INSTRUCTIONS FOR THE TASK.
Extract each line from the entries below that has the string "plant" in it.

RECORDS.
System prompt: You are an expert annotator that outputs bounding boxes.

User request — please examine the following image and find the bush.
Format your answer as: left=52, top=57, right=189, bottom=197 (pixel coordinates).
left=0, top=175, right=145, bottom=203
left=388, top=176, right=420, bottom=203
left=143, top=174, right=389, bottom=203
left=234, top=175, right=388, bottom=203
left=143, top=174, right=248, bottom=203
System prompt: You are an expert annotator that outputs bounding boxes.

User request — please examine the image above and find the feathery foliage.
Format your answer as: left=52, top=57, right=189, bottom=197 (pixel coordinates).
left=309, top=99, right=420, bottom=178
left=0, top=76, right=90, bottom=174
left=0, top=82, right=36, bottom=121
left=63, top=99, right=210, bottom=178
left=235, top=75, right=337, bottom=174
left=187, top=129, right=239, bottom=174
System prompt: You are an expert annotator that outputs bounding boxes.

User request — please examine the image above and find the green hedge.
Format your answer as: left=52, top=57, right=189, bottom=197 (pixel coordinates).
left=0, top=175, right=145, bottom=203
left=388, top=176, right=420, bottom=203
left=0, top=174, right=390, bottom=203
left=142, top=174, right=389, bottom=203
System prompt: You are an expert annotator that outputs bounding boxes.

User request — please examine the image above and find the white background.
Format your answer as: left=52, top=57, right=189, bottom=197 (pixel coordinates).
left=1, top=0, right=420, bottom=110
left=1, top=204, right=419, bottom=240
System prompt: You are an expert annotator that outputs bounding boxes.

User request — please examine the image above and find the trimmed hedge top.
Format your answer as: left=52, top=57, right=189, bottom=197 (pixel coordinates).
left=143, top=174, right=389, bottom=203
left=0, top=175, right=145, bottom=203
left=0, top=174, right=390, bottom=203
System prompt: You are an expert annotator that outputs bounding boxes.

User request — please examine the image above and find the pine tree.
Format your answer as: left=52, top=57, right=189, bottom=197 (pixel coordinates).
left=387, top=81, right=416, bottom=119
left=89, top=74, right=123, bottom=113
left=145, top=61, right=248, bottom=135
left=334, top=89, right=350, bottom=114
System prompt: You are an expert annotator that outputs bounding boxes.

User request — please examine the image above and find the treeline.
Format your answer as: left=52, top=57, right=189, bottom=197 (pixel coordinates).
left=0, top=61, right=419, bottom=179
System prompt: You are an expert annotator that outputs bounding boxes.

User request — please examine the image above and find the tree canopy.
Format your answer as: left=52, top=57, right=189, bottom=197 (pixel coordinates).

---

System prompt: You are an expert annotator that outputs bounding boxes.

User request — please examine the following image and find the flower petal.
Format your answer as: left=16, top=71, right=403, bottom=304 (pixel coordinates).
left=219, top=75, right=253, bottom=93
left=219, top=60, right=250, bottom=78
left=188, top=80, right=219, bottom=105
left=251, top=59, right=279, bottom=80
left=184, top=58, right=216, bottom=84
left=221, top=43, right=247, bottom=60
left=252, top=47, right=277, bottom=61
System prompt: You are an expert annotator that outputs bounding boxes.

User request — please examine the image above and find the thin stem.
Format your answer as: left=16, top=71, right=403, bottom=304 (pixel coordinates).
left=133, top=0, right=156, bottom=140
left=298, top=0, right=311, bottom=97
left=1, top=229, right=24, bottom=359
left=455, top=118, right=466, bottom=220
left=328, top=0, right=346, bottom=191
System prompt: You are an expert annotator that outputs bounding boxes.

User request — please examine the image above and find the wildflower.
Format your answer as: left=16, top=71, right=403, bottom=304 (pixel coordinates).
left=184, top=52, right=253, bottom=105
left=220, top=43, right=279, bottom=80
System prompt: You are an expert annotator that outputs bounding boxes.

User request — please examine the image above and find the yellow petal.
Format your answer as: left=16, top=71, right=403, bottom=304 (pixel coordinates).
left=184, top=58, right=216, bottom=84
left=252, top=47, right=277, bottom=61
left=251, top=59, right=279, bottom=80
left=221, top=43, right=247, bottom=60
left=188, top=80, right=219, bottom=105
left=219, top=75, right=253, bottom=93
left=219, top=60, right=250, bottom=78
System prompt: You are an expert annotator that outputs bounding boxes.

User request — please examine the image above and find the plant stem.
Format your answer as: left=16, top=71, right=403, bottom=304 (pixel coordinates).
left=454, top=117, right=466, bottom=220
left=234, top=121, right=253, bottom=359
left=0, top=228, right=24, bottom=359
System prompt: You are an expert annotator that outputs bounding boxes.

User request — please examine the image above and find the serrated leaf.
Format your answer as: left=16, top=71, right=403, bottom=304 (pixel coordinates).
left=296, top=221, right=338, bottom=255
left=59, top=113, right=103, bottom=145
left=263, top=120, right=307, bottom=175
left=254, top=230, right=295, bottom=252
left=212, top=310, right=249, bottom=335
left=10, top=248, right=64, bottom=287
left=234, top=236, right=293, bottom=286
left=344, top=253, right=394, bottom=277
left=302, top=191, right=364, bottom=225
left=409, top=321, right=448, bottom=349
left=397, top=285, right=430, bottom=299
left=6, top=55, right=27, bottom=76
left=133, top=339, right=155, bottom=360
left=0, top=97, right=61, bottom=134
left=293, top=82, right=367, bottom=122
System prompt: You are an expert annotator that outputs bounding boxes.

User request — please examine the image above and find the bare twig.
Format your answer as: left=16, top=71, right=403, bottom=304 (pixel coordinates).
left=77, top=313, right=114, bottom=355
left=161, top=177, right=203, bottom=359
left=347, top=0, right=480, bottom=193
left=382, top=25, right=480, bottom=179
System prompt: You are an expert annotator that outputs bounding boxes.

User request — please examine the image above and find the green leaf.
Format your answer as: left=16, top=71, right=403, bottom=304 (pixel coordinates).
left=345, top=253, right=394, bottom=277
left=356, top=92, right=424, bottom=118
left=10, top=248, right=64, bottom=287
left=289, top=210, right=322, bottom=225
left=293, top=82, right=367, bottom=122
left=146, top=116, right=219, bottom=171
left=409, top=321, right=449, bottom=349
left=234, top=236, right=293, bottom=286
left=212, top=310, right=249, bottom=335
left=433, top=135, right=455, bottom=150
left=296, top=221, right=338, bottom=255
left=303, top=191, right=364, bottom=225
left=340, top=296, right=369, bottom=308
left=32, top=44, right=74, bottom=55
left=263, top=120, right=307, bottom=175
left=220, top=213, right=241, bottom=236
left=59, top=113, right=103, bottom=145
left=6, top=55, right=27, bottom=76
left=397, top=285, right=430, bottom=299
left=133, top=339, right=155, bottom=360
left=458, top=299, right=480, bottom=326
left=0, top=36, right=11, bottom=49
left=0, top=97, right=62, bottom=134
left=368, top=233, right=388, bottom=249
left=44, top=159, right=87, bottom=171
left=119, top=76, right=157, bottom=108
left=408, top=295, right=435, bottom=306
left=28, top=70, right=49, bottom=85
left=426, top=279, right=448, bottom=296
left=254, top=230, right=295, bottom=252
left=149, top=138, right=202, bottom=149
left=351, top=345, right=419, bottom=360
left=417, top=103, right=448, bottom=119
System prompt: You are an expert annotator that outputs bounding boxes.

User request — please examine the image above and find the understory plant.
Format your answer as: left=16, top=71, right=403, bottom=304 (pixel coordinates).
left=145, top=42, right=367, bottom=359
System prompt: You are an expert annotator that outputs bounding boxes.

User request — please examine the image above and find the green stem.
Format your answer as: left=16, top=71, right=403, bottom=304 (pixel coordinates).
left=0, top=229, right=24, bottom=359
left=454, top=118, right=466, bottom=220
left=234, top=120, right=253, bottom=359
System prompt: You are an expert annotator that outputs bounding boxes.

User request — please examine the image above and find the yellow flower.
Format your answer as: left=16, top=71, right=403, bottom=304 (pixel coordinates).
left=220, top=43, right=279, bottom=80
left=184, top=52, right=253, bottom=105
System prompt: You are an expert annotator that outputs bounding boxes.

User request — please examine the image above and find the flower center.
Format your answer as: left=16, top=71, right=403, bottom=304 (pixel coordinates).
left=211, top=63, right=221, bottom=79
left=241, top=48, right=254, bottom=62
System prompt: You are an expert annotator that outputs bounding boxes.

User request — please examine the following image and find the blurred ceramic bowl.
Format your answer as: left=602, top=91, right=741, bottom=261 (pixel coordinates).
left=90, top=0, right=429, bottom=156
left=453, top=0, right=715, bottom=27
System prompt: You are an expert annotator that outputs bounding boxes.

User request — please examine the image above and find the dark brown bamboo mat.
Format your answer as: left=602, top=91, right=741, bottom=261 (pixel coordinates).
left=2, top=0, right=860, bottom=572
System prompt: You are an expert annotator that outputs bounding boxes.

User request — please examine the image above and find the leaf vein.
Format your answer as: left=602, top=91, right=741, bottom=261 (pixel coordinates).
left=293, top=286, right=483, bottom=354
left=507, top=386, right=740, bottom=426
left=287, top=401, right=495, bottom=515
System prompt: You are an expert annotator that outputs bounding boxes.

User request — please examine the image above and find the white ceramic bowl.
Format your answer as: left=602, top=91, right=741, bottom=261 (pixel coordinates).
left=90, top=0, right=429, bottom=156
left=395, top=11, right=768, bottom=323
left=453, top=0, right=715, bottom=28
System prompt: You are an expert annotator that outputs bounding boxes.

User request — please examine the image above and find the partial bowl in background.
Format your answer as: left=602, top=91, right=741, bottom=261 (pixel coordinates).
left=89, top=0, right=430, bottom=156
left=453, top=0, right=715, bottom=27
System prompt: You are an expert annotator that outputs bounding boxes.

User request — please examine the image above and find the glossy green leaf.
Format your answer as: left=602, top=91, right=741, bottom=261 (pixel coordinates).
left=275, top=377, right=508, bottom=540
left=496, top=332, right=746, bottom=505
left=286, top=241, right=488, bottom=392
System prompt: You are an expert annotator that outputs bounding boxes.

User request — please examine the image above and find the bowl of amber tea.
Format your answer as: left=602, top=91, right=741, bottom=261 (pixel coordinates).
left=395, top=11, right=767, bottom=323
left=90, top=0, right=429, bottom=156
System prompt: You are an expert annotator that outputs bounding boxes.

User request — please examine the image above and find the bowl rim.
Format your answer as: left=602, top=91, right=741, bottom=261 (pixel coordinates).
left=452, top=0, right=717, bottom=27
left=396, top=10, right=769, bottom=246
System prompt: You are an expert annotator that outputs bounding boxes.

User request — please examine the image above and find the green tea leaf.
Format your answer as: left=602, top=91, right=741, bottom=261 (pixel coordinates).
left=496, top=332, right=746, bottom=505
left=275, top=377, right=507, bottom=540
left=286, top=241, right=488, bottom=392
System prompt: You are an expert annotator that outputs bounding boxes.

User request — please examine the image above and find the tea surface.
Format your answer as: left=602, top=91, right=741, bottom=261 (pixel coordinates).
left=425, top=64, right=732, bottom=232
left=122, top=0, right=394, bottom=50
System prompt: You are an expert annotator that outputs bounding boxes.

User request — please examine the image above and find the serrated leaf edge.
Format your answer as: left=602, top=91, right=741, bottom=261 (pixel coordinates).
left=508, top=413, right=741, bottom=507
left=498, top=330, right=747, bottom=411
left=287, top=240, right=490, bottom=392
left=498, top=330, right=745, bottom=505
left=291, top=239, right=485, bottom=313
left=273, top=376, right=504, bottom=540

WRITTEN RESPONSE.
User request — please examine the image above and find the plant stem.
User request — please examine the image above and find the understory plant.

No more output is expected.